- What you will do:
Collect every line in the rows below that contains the word "tree", and copy each one out in full.
..............................
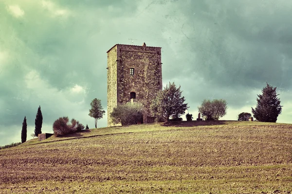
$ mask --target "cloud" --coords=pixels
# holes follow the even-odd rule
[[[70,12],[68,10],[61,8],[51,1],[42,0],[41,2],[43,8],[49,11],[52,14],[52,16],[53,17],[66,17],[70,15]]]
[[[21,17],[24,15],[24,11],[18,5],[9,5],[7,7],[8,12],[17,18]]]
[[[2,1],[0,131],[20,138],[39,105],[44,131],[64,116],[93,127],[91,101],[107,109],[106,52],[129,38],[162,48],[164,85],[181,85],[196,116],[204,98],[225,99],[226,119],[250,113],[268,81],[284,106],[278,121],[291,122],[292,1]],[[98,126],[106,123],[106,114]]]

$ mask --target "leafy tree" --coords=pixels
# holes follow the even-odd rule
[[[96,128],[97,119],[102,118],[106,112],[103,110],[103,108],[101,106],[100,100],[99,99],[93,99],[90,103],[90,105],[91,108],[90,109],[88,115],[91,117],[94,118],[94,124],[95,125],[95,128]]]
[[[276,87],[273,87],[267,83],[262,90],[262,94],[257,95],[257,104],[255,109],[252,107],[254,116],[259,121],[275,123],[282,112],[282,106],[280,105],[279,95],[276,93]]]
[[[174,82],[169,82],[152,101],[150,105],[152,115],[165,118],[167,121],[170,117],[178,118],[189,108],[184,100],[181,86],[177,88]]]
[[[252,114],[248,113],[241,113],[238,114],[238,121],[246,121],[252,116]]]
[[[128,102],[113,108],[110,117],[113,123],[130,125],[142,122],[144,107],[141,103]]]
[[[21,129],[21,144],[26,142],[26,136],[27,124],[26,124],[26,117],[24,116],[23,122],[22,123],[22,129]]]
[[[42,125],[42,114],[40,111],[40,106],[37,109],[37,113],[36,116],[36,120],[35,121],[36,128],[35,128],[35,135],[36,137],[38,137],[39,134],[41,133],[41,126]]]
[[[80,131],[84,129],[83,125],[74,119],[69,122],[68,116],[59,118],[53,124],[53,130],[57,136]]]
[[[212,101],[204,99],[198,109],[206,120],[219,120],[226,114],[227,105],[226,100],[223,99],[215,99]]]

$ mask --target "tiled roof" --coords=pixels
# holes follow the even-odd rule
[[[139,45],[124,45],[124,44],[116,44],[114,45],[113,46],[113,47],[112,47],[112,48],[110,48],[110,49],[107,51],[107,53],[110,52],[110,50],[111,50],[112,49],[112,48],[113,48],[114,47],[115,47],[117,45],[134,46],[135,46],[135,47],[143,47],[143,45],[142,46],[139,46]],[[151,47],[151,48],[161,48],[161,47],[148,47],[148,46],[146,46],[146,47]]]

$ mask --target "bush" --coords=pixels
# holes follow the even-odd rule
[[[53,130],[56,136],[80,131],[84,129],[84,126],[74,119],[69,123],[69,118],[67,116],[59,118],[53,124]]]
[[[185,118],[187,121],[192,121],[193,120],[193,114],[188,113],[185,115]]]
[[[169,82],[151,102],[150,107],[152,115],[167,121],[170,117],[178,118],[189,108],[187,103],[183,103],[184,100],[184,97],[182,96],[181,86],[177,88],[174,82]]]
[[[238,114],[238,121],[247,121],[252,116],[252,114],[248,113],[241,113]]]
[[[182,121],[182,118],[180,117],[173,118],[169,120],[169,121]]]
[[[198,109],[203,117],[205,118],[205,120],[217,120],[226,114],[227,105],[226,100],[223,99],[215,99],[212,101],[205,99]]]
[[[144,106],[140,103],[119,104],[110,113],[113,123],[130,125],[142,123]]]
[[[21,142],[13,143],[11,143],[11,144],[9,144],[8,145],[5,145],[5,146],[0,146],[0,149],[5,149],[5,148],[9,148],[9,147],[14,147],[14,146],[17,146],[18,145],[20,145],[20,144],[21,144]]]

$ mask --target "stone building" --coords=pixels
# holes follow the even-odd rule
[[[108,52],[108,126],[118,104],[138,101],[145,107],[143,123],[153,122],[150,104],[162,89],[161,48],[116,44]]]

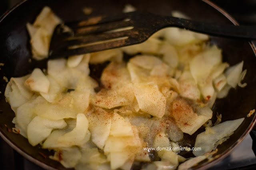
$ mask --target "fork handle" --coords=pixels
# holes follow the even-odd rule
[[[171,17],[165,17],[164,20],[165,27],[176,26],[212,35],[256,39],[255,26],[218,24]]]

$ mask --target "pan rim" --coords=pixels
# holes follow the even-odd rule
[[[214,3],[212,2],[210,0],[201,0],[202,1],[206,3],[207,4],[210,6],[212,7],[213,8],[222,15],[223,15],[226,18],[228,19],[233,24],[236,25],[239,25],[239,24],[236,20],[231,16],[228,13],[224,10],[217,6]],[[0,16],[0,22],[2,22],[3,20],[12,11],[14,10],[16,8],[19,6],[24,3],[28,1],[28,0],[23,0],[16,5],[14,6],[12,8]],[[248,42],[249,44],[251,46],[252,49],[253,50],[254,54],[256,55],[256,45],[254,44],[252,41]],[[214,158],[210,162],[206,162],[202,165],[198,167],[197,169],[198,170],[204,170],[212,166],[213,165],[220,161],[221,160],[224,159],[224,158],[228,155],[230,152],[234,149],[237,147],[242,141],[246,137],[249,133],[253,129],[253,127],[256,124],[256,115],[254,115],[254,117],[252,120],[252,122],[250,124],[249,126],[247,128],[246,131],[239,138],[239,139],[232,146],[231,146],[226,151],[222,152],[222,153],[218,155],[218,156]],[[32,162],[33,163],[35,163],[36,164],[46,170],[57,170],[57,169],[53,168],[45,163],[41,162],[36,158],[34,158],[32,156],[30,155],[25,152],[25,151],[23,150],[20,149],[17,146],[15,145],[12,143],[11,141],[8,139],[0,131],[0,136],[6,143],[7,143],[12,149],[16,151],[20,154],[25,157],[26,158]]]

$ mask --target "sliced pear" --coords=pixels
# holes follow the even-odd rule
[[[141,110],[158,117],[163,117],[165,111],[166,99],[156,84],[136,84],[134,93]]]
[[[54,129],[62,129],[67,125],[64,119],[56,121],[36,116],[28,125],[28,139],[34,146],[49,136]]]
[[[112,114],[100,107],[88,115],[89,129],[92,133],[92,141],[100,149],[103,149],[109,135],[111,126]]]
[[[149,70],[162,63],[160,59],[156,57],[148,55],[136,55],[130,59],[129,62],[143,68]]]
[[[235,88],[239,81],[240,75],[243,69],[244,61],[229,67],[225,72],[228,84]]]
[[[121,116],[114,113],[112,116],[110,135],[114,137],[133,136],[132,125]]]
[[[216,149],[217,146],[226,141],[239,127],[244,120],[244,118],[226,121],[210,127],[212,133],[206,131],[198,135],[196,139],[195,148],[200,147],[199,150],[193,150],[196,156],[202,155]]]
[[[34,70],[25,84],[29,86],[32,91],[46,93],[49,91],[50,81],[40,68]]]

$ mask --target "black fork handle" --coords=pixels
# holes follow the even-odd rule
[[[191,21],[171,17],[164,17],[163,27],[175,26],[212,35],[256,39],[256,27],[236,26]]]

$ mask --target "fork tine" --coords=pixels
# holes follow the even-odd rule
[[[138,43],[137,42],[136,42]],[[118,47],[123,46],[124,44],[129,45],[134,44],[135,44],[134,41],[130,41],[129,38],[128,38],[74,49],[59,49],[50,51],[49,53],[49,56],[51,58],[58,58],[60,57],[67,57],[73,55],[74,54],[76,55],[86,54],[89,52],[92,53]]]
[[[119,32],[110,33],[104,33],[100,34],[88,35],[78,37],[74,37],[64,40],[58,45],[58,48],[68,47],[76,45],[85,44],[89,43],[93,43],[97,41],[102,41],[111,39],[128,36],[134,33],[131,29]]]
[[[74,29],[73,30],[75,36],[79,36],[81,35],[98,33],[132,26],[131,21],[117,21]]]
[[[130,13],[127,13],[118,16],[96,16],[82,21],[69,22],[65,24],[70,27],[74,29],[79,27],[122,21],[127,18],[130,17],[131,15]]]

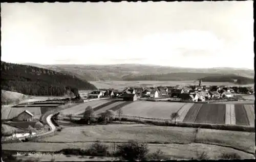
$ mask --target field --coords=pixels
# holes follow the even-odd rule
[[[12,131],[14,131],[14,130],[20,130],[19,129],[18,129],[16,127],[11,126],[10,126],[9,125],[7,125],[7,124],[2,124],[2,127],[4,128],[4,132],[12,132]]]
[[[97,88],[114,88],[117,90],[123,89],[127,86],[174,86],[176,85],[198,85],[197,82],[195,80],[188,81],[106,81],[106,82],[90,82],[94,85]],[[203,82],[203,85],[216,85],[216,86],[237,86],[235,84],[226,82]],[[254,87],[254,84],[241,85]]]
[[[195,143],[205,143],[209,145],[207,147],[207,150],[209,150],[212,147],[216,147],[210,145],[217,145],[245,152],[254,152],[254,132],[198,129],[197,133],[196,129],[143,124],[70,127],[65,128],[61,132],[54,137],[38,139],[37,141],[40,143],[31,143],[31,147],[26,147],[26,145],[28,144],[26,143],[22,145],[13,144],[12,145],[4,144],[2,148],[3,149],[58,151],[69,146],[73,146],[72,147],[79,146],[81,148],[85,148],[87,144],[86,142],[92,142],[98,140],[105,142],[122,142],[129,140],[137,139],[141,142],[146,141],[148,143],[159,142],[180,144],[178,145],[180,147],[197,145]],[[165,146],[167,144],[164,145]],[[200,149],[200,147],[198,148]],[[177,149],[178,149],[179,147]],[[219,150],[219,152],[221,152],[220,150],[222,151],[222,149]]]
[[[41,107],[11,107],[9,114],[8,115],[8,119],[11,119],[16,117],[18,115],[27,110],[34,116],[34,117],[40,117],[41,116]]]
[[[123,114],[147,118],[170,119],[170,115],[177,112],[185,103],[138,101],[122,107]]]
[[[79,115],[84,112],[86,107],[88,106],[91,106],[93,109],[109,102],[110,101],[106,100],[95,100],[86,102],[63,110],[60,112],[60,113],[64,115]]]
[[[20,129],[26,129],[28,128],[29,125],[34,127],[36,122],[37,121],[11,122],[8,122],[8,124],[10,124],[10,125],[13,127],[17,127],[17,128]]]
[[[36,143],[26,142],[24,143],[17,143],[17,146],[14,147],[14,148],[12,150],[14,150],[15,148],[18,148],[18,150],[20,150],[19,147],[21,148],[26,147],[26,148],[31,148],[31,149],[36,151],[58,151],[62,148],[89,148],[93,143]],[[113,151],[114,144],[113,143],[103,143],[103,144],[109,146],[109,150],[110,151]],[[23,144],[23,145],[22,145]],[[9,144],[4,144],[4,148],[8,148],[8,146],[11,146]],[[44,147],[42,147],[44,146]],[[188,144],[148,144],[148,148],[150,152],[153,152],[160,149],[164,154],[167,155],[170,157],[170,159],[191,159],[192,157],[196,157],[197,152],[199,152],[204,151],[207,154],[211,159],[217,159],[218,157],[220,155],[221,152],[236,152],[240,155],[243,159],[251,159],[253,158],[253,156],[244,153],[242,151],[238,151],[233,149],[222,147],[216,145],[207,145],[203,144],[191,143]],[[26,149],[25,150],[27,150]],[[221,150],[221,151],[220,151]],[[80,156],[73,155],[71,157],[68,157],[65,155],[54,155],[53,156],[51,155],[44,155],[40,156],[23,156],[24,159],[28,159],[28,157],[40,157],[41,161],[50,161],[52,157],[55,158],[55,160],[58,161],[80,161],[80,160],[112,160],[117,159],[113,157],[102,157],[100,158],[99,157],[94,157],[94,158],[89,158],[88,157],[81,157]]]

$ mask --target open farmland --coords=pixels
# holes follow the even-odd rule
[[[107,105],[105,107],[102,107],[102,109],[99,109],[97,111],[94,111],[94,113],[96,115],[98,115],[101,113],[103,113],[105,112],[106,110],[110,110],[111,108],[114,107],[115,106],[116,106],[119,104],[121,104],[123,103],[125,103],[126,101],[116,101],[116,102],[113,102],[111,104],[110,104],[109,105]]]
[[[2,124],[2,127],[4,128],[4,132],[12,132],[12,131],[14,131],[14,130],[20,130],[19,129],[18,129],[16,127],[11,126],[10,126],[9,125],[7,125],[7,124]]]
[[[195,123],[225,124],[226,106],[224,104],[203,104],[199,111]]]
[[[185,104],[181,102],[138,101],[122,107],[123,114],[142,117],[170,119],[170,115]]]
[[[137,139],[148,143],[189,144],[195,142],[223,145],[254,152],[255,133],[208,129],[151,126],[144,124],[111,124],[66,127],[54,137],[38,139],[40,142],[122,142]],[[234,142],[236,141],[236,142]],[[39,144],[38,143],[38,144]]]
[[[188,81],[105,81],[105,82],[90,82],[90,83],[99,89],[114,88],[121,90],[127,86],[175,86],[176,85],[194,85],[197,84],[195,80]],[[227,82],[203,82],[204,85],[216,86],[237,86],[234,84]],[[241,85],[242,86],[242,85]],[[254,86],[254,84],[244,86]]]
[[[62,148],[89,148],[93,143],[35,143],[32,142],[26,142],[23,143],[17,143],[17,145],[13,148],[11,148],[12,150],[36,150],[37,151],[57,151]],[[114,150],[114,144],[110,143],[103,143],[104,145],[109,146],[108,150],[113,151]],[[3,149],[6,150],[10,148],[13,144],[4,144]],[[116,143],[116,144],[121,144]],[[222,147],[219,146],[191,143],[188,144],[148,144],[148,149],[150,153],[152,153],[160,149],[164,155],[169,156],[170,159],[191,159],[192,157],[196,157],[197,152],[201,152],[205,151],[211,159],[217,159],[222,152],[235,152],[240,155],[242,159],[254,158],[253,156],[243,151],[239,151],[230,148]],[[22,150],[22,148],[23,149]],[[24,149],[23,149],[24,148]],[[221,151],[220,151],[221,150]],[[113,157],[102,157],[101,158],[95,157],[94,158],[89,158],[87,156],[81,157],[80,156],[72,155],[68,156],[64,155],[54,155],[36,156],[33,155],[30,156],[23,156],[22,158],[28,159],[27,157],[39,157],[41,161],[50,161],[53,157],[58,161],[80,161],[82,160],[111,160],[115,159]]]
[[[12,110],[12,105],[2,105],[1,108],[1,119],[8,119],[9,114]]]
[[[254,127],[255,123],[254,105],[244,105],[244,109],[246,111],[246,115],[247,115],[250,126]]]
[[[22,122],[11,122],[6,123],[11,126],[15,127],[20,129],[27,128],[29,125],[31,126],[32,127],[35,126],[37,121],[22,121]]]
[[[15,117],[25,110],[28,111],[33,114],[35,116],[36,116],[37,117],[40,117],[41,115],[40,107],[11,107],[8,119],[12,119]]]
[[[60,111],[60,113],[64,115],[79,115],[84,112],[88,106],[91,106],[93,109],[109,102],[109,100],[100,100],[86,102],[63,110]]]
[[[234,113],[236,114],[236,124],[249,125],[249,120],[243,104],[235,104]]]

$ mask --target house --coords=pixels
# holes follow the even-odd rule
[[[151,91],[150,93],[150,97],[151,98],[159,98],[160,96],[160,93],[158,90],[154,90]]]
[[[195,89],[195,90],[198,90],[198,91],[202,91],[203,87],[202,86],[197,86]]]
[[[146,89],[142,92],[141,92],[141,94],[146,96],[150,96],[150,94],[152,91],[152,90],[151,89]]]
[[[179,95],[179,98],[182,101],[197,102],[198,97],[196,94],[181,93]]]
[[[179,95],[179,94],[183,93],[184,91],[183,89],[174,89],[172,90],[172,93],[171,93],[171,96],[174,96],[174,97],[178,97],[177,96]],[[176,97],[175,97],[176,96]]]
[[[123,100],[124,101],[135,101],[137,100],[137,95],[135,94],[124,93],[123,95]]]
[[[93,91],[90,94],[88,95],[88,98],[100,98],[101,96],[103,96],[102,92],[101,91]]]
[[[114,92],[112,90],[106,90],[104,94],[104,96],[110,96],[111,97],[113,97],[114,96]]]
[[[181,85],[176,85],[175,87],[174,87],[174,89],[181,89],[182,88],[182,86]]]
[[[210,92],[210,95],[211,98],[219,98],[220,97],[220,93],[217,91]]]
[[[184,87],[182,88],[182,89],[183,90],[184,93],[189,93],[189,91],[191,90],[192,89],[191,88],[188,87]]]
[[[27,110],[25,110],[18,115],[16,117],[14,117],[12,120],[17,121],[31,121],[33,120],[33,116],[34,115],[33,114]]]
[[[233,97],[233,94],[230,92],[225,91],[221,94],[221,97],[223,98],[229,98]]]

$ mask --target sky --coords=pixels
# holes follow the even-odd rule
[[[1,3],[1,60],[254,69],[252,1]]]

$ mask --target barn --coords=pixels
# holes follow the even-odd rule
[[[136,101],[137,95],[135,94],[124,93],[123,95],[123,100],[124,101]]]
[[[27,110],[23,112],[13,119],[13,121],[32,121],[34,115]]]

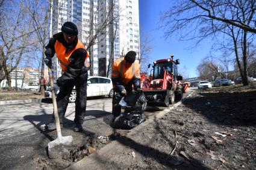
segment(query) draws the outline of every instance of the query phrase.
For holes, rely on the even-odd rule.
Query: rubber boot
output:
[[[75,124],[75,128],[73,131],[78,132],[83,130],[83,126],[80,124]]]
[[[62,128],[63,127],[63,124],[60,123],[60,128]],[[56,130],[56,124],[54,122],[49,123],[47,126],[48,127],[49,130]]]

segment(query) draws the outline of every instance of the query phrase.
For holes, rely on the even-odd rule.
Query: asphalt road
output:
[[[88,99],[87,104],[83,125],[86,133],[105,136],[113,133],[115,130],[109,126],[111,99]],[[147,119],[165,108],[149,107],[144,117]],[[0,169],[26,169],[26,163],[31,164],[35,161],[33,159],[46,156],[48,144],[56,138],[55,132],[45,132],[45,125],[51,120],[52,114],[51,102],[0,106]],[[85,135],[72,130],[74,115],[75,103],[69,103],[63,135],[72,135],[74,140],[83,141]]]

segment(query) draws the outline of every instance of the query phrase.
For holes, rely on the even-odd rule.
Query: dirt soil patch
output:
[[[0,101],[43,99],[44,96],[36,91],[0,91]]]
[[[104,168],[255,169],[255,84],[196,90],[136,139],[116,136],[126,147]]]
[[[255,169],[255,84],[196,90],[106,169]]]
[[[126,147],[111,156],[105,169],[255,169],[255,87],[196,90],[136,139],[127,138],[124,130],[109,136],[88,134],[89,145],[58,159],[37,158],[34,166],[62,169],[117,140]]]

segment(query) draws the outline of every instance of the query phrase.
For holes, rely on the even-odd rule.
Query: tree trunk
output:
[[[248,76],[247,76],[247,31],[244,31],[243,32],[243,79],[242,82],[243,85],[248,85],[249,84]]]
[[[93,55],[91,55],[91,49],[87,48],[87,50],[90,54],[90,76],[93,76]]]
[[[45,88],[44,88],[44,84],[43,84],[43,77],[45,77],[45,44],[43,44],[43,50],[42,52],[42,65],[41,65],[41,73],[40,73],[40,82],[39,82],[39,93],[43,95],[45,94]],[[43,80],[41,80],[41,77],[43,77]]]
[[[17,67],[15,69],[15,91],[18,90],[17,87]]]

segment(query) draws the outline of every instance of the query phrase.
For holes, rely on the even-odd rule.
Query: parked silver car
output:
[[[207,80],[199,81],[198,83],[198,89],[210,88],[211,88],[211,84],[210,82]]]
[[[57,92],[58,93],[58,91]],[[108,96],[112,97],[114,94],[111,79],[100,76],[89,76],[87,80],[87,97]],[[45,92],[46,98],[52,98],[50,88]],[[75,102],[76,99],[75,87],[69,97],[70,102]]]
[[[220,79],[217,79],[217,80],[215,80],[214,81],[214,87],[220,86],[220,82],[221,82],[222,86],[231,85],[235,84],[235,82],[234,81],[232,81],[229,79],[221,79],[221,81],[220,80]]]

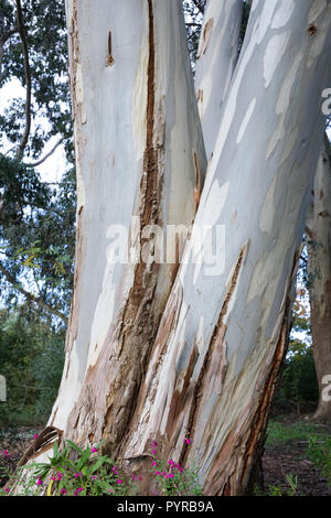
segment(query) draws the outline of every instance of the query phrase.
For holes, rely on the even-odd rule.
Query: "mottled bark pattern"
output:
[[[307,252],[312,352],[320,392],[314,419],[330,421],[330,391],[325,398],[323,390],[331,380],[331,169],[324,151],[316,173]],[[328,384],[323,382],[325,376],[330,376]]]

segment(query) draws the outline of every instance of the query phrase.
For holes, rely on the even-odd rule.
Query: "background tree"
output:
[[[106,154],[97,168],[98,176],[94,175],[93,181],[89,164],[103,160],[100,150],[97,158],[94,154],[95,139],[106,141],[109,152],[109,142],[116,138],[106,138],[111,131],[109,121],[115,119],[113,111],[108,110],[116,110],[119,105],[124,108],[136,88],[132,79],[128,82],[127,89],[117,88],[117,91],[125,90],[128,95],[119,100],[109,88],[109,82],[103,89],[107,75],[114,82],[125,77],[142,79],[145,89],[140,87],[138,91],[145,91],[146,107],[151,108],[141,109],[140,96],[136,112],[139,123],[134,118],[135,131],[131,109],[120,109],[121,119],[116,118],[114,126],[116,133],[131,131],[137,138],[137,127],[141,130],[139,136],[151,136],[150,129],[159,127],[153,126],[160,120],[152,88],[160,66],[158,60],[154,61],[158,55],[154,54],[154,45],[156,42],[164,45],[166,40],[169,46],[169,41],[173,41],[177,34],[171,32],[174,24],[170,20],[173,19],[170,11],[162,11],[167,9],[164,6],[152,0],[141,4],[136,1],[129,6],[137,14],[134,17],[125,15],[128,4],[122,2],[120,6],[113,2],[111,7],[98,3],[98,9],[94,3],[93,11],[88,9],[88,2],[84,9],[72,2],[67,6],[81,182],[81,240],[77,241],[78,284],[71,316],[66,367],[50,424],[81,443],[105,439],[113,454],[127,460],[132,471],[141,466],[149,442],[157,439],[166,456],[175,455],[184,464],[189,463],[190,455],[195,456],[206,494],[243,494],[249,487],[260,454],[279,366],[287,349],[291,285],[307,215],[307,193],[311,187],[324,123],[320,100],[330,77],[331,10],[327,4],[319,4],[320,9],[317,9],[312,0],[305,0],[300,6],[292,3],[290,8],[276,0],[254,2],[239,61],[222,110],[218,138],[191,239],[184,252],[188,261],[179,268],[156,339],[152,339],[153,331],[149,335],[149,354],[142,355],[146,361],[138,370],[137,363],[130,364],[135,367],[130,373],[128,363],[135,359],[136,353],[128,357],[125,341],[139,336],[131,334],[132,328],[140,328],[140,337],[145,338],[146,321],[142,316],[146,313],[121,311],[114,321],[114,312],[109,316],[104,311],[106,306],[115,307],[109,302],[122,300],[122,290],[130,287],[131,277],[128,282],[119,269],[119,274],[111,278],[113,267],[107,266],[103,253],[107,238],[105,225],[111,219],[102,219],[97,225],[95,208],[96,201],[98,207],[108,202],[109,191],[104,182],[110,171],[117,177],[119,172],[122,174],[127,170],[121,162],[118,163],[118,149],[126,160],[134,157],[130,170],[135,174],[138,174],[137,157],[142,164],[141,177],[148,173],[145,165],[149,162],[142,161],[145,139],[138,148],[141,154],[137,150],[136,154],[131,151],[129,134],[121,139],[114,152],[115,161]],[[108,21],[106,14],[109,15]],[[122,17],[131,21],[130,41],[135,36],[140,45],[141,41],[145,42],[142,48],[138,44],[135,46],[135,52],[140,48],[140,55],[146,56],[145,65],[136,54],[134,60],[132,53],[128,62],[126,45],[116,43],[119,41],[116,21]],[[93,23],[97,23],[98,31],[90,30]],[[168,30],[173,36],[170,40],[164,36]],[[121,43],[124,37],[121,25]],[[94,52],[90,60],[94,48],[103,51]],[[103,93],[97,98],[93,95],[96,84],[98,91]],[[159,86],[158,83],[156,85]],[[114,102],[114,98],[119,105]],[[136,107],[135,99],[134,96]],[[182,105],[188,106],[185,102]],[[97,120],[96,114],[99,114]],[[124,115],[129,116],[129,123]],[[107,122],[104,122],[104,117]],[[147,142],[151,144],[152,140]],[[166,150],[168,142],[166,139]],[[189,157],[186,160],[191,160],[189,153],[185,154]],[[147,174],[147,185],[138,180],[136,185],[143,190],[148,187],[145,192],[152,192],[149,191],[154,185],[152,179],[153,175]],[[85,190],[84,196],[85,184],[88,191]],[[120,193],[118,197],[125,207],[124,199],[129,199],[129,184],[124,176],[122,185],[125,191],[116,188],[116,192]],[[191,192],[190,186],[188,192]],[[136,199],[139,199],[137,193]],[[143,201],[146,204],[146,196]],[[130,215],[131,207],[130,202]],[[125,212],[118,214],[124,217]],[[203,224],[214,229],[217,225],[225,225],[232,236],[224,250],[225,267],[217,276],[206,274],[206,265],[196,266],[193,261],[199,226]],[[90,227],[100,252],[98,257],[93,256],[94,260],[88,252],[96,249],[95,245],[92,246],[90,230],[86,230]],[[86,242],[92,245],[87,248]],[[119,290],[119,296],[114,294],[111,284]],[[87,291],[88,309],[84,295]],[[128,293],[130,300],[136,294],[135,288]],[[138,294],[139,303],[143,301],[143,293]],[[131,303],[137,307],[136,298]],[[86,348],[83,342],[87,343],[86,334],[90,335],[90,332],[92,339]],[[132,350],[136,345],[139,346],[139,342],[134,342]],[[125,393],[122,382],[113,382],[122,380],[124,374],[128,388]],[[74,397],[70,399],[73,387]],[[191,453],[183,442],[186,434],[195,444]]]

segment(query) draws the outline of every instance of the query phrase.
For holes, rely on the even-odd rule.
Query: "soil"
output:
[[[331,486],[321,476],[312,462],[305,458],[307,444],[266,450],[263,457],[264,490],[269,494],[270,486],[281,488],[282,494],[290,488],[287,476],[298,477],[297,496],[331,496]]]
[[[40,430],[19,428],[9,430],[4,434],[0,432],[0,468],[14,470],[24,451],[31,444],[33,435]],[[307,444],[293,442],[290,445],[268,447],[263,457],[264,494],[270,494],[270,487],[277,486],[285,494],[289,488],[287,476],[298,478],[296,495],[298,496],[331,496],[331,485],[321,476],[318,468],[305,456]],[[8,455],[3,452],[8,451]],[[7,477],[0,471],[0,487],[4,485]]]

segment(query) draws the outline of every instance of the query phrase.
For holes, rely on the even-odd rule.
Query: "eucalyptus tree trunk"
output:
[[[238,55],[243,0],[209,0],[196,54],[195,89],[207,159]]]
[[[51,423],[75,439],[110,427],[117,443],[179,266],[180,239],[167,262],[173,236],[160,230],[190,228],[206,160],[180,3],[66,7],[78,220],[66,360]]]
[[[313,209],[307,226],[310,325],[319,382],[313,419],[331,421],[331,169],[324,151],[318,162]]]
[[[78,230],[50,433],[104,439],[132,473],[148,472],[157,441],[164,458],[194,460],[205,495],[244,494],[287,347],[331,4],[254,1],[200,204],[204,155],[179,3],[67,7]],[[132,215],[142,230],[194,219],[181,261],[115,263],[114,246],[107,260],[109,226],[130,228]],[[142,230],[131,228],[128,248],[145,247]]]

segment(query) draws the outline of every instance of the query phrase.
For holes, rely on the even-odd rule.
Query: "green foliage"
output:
..............................
- Task output:
$ mask --target "leafy tree" --coords=pixels
Query: tree trunk
Query: "background tree"
Query: "eucalyptus tree trunk"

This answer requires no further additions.